• **Instructions to follow**
Set out the records as a numbered list, from the start through the line that contains "217, 231, 304, 337", both ends included, with blank lines and pictures omitted.

── Exercise materials

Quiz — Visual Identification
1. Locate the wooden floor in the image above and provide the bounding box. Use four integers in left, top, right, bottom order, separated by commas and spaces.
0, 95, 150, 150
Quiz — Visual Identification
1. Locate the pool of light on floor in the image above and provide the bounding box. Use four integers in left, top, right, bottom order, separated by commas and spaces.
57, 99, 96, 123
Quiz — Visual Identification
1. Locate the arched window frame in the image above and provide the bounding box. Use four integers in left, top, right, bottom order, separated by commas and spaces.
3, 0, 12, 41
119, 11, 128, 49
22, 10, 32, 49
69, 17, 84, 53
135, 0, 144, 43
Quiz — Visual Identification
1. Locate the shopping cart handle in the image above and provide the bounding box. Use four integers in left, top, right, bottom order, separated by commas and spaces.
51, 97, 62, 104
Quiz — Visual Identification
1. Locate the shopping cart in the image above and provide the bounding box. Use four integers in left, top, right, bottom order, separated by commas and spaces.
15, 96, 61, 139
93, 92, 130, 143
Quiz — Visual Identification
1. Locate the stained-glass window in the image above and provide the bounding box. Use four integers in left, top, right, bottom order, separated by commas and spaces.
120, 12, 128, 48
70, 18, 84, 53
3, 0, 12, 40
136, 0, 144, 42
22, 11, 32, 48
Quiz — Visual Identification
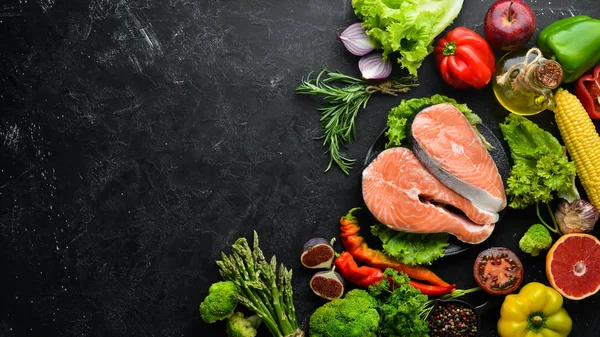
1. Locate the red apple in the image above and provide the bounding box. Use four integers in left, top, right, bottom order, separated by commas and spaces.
483, 0, 535, 50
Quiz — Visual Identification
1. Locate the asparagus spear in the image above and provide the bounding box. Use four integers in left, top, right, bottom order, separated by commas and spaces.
217, 231, 304, 337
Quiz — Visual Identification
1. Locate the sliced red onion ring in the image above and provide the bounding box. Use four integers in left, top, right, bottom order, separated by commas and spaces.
358, 53, 392, 80
338, 22, 375, 56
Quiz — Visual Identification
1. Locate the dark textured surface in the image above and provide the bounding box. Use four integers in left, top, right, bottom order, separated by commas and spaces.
0, 0, 600, 337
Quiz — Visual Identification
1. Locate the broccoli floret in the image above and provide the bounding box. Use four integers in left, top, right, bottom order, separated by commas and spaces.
309, 289, 380, 337
519, 224, 552, 256
226, 312, 261, 337
200, 281, 238, 323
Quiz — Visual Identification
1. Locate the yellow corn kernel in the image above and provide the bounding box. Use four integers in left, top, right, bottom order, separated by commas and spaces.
554, 89, 600, 210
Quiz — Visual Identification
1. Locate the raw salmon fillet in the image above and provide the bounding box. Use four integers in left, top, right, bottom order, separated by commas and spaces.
409, 104, 506, 212
362, 147, 498, 244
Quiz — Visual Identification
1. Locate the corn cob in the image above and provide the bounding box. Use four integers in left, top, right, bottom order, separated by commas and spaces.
554, 89, 600, 210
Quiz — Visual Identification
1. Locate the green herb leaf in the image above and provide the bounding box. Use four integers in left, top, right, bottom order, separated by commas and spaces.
385, 95, 482, 149
500, 114, 576, 209
371, 224, 448, 265
352, 0, 463, 76
296, 70, 417, 174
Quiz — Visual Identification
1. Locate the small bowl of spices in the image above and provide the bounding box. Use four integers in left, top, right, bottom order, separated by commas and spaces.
427, 300, 480, 337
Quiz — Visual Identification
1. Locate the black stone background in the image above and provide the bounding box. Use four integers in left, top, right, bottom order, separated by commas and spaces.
0, 0, 600, 337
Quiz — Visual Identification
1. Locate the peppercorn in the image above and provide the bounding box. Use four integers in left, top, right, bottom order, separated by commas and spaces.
428, 303, 477, 337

────

• **Solved problem**
1. Quiz — Visual Identification
2. 1. Locate the wooden floor in the image above and provide the bounding box. Use four integers in left, top, right, bottom order, separated by commas and spaces.
3. 0, 95, 150, 150
4. Quiz — Visual Identification
5. 1. Locate the pool of light on floor in the image above and provide the bounding box. Use four integers in left, top, right, bottom order, separated by commas and spaces.
6. 57, 99, 96, 123
7. Quiz — Visual Identification
8. 1. Locate the arched window frame in the image above and provide the bounding box. Use four integers in left, top, right, bottom order, separated by commas and spaces.
9. 3, 0, 12, 41
10. 119, 11, 128, 49
11. 22, 10, 32, 49
12. 69, 17, 84, 53
13. 135, 0, 144, 43
14. Quiz — Visual Identification
15. 1. Locate the shopping cart handle in the image above and provide the bounding box. Use four integers in left, top, right, bottom order, separated by commas and spaces.
16. 51, 97, 62, 104
17. Quiz — Visual Identification
18. 1. Locate the shopping cart in the image above and provide the bounding box. Use four integers in left, top, right, bottom order, separated by commas and spaces.
19. 15, 96, 61, 139
20. 93, 92, 130, 143
21. Quiz — Visual Identification
22. 1. Locate the stained-glass window in the image above and provide the bounding box. Use four integers in left, top, right, bottom order, separated by commas and spaces.
23. 120, 12, 128, 48
24. 70, 18, 84, 53
25. 3, 0, 12, 40
26. 136, 0, 144, 42
27. 22, 11, 32, 48
28. Quiz — Visual Identification
29. 1. Locate the red apple in the image above and provide the bounding box. Use four integers in left, top, right, bottom order, separated by commas and spaces.
30. 483, 0, 535, 50
31. Quiz — Visual Identification
32. 1. Locate the asparagus spear in the image above and provide the bounding box. Use four integers in left, top, right, bottom order, separated by commas and spaces.
33. 217, 231, 304, 337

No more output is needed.